***** PASSAGE GIVEN

The rotational operator is nothing more than a symbol to identify a quantity is an equivalent space quantity, rather than a normal space quantity.

Larson considers the time region as a 2-dimensional region, where space (s) is replaced by time (1/t), so speed (s/t) becomes ((1/t)/t) = 1/t². I've always had a problem with that explanation, because motion is a relation of space TO time, not of unity to time. So "space" is still in there, just fixed at a unit value. So it is still an s/t speed, where s=1 and t varies. BUT, it inside the time region, a unit-sized bubble that contains ALL of time, from zero to infinity. This is what the Chinese Taoists call the yin-side (inside).

In the linear, outside region, one can run a straight line from zero to infinity. Take that same line, and stick it on the yin-side, and you end up with a circumference, where zero and infinity coincide over a unit distance. This gives rise to Nehru's concept of a "bounded region" that repeats, either as a simple, harmonic motion or a rotation. This projection of a straight line onto a circumference is the equivalent space, requiring TWO spatial dimensions to represent a single, angular velocity inside the time region.

The concept of "dimension" is also misunderstood. s³ is just (s x s x s), or in a geometric notation, a location of (s,s,s). The "cubed" exponent is just giving the number of coordinates required to express an object, geometrically. t² is just the coordinate, (t,t). We get away with being able to use an exponent because the numerical value for the variable (s or t) is the same for each coordinate in the set. If the variable did not have the same magnitude, then you would have to represent them as a coordinate set, for example: (1s, 4s, 3s) is not the same location as s³, and (2t,1t) is not the same location as t².

This is what gave rise to the necessity of imaginary numbers and complex quantities, because the complex quantity is a pair of coordinates that represent a 2^nd-power function, which cannot be expressed as a simple, single-variable exponent.

Magnetism demonstrates this, as a consequence of this "space + equivalent space" structure. Magnetism is not 2-dimensional, but rather a 1-dimensional temporal displacement being observed and measured in the 2-dimensional region of equivalent space, and therefore easily represented by the rotational operator (the imaginary quantity that appears throughout electronics). Technically, magnetism is a 1D angular velocity because it is the expression of a 1D motion in time--the yin aspect--that is projected as 2D because we are measuring magnetism in the only place we can measure it: equivalent space, which translates that 1D yin speed into a 2D yang rotation.

That is why the imaginary operator is rotational--the underlying temporal speed is NOT rotational nor linear, it is just magnitude. That speed is observed as a complex quantity in space, with the imaginary part being the yang shadow of the yin temporal motion, not the motion itself.

There is a consequence of this line of thought: time and the clock are two, different concepts, that are used by the consciousness of the observer to convert speed into distance and duration.

**********

In the passage on the rotational operator, what does the cubed exponent in s³ indicate?

***** DATASET ROWS

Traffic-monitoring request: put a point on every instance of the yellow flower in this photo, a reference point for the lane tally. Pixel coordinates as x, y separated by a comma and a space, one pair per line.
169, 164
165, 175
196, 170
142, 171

**********

§ TASK RESPONSE:
It gives the number of coordinates required to express an object geometrically.